(ROWS):
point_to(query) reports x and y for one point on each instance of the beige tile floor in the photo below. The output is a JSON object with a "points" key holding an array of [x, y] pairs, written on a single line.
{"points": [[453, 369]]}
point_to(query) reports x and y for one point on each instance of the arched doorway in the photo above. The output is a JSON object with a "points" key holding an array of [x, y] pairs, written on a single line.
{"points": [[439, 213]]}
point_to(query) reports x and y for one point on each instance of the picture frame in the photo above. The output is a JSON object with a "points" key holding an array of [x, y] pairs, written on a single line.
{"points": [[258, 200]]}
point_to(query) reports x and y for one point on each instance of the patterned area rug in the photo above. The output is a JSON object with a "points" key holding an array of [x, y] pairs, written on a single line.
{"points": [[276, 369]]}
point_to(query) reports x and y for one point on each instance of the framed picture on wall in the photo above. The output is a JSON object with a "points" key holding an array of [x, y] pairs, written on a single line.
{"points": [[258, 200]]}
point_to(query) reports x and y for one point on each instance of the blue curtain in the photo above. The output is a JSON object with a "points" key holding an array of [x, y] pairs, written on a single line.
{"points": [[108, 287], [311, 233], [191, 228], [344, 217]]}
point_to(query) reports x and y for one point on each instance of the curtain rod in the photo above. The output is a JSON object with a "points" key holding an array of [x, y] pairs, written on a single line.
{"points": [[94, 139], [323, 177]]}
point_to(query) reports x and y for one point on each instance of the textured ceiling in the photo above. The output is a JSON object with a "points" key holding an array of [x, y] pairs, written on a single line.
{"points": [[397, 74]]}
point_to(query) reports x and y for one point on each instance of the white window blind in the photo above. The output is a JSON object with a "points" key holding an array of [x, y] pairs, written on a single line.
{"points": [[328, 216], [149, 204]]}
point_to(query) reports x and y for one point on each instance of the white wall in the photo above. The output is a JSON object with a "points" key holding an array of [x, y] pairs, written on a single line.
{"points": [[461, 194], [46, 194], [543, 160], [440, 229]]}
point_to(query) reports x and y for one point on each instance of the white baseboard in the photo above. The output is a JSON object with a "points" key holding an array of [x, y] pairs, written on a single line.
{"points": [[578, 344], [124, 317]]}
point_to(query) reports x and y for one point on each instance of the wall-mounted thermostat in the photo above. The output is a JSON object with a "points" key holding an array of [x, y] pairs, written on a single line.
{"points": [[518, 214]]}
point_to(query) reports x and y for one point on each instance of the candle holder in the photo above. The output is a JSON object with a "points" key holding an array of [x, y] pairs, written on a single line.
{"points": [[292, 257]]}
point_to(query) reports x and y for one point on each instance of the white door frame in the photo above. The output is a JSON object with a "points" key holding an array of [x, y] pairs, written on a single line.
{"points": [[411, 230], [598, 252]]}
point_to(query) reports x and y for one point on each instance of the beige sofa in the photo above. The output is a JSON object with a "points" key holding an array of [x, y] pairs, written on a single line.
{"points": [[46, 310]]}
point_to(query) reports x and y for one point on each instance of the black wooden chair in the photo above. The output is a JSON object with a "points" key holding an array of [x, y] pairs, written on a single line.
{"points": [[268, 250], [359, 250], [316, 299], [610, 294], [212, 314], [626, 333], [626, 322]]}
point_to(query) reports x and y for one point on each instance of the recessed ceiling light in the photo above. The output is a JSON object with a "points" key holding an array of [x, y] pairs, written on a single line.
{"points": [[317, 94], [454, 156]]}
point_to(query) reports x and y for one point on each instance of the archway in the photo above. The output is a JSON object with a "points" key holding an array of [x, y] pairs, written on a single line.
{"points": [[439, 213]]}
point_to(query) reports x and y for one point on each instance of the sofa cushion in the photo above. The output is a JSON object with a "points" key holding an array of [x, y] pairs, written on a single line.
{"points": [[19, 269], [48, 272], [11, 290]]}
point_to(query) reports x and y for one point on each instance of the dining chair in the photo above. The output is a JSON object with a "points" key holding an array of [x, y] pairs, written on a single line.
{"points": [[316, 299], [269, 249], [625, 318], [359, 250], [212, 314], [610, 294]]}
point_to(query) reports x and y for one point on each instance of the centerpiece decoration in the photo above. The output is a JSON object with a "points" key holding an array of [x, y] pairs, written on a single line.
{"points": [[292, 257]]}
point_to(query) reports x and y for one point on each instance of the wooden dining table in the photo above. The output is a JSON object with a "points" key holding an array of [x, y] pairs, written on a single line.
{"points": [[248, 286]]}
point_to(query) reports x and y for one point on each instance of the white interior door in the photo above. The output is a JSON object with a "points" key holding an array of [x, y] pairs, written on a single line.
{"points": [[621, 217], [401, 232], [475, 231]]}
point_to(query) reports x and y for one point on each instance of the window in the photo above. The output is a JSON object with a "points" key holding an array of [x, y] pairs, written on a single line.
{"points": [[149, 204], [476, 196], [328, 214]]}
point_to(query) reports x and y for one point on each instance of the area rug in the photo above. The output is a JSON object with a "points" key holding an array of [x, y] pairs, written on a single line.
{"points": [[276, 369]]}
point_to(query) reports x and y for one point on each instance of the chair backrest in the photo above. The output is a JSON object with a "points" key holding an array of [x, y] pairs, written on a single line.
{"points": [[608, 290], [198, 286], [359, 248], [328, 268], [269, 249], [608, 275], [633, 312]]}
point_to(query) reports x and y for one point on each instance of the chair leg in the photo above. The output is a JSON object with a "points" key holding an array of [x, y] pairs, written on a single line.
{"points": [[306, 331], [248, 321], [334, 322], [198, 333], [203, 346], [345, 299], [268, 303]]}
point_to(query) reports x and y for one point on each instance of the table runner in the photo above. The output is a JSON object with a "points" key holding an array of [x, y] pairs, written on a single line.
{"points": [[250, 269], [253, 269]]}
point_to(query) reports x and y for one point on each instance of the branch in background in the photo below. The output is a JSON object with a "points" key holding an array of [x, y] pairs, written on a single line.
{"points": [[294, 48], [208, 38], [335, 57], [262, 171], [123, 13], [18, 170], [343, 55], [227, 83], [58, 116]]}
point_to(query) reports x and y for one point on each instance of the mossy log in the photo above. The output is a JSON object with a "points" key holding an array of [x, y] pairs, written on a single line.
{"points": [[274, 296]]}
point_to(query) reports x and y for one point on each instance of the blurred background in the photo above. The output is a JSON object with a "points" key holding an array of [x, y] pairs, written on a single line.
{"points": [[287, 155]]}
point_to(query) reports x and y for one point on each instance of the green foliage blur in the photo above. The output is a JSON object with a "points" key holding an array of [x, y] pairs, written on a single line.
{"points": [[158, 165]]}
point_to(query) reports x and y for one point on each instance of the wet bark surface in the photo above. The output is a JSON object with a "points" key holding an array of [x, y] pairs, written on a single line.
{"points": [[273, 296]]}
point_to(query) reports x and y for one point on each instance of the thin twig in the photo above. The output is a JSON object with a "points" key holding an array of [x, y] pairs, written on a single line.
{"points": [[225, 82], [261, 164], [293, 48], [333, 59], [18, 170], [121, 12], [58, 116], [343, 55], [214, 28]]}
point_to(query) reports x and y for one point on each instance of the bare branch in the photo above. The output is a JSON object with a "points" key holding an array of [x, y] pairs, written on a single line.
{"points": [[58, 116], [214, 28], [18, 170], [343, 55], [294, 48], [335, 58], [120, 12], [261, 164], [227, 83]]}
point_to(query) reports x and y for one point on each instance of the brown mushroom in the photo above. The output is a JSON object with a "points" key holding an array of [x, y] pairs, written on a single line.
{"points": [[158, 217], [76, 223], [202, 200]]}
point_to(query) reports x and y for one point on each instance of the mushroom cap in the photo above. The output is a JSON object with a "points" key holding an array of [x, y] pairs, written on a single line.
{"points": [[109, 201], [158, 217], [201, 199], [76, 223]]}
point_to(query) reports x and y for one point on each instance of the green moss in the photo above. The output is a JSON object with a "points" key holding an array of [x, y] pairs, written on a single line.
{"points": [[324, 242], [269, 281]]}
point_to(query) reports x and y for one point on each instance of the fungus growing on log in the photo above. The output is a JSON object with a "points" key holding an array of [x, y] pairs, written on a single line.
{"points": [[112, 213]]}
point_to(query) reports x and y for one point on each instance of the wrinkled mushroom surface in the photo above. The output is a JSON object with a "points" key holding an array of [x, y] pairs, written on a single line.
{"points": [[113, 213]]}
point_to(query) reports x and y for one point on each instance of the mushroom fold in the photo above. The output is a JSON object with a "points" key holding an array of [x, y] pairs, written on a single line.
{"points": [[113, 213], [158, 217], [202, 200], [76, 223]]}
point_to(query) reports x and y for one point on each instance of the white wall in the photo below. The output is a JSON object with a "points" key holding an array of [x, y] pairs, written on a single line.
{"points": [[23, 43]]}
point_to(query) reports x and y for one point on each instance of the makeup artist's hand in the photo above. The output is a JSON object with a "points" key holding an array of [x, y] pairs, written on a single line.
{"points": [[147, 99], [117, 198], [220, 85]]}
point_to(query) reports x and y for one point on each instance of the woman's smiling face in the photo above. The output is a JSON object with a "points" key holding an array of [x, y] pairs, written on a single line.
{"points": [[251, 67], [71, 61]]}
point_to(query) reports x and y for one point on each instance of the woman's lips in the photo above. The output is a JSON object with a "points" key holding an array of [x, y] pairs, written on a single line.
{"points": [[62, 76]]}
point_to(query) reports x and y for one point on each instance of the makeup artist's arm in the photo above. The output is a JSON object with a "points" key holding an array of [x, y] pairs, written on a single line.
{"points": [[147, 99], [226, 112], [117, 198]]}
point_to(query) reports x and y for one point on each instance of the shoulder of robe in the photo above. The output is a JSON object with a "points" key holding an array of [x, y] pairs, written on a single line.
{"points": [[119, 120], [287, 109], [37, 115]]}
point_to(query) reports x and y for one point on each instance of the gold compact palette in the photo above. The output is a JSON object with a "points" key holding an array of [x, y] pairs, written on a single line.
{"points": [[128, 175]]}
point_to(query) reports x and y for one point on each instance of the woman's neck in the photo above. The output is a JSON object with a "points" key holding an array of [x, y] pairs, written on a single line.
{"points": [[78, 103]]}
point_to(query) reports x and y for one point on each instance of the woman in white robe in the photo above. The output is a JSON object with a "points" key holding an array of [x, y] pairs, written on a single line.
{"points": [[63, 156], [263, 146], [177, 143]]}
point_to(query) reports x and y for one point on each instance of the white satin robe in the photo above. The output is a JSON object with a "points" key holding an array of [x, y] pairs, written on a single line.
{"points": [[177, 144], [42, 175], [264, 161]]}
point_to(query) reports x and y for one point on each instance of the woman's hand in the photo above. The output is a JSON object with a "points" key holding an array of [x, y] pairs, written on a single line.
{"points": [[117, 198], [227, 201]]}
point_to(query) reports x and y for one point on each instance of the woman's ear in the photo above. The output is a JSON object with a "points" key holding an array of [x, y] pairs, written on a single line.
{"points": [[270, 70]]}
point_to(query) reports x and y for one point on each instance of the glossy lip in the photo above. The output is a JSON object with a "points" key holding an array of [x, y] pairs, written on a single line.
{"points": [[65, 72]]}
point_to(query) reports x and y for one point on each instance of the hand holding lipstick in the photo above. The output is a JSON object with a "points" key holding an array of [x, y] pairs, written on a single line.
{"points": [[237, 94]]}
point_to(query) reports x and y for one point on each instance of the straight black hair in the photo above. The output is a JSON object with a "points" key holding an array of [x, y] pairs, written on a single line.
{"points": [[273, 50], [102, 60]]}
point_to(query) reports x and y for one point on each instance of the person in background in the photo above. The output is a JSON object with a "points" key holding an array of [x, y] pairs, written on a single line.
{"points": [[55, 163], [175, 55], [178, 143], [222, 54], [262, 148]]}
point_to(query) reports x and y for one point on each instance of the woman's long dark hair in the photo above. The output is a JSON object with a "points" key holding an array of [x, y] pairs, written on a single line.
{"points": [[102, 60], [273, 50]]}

(WHAT TO DO):
Everything from the line containing "of the straight" to the last line of the entries above should be quoted exactly, and only that.

(COMPLETED EXERCISE):
point_to(query) reports x and y for one point on each instance of the straight black hair in the photo above. The output is a JSON object with a "points" key holding an array of [x, y] pairs, written on a single line.
{"points": [[273, 50], [102, 60]]}
point_to(query) reports x and y for one point on each instance of the person in background in the photo above. The output is a JSON object with a "points" key holding an array of [x, y] pairs, written on a single line.
{"points": [[55, 163], [175, 55], [178, 143], [222, 54], [262, 148]]}
point_to(query) reports x and y for one point on each instance of the woman's long dark hair in the photo above. The output is a JSON object with a "points" key holding an array of [x, y] pairs, written on a single line.
{"points": [[102, 60], [273, 50]]}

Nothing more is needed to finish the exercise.